#### [EXERCISE]
Transcribe the text on cycling helmets from "We have a duty to accept" up to and including "are the problems.".

#### [TEXT SECTION]
================

• But I am sorry, anyone with any decency will make it damn clear that despite this helmets are 100% a symptom of the problem and 0% part of the problem. The closest parallel I can think of is that anyone with any decency will say that a young women who wears little clothing, gets blind drunk and gets into an illegal minicab late at night and ends up a victim of a sexual assault is 0% to blame despite the fact that with hindsight we can all make suggestions to her as to how she might have behaved differently to reduce her chances of becoming a victim.

    Logic 101 says you can't prove anything by analogy. It's a poor analogy anyway: you are trying to show the difference between cause and symptom but your analogy actually demonstrates the difference between causation and negligence. It's not wrong but it doesn't illustrate your symptom/cause dichotomy. (And that in itself is a false dichotomy: http://en.wikipedia.org/wiki/Positive_feedback)

    Also, that's the second time you have used a rape analogy. It's pretty gross that this is your go-to image, and hideously ironic that you started that paragraph with the phrase "anyone with any decency"

    If helmet wearing is a "symptom" of the problems caused by cars, the analogous "symptom" in your little rape scenario is not the woman's choices but the rape itself. You are apparently saying having to wear a helmet is analogous to being raped by cars. It's a brave position, I'll give you that.

    We have a duty to accept the reality - that fewer helmets would reduce 3rd parties impression of cycling being dangerous [edit - and it might well be good !overall if fewer people wore them]. But as important if not more important is that we have a duty to remember that people wearing helmets is not the problem on any level whatsoever - bad drivers, bad cyclists and ignorance are the problems.

================

Dataset entries:
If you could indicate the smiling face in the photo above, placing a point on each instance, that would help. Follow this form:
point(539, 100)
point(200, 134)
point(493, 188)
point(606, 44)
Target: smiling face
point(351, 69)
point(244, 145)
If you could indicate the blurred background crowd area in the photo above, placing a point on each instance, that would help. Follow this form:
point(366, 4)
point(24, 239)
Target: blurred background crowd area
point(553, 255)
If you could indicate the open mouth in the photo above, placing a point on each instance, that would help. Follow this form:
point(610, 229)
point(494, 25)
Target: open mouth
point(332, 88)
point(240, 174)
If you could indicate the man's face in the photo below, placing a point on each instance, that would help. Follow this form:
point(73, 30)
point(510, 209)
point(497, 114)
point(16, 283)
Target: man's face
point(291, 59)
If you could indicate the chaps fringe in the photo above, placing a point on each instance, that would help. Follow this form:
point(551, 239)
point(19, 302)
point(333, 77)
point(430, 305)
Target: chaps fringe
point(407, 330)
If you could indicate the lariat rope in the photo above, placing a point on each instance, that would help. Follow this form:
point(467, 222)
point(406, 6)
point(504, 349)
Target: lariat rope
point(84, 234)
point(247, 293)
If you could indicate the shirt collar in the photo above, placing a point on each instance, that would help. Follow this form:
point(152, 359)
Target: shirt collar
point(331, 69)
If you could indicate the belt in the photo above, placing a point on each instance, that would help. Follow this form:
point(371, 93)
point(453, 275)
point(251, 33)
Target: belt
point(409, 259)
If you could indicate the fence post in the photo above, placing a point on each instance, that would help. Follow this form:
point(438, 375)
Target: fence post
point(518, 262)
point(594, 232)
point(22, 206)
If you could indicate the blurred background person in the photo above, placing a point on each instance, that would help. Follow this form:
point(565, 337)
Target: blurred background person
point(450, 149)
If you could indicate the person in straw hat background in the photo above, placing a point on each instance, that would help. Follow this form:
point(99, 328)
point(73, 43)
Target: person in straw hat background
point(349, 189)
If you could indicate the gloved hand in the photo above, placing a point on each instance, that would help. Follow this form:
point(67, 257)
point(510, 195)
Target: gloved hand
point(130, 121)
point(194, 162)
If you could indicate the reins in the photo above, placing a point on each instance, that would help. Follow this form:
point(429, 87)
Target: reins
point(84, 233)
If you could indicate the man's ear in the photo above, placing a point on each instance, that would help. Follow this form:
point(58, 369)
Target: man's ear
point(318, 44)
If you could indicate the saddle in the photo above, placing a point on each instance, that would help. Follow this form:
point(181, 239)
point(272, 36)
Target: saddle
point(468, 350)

================

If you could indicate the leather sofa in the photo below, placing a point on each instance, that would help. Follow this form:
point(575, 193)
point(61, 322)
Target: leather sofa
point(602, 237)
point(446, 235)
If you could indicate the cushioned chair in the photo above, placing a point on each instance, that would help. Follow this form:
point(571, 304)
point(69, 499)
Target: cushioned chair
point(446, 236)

================

#### [REPLY]
We have a duty to accept the reality - that fewer helmets would reduce 3rd parties impression of cycling being dangerous [edit - and it might well be good !overall if fewer people wore them]. But as important if not more important is that we have a duty to remember that people wearing helmets is not the problem on any level whatsoever - bad drivers, bad cyclists and ignorance are the problems.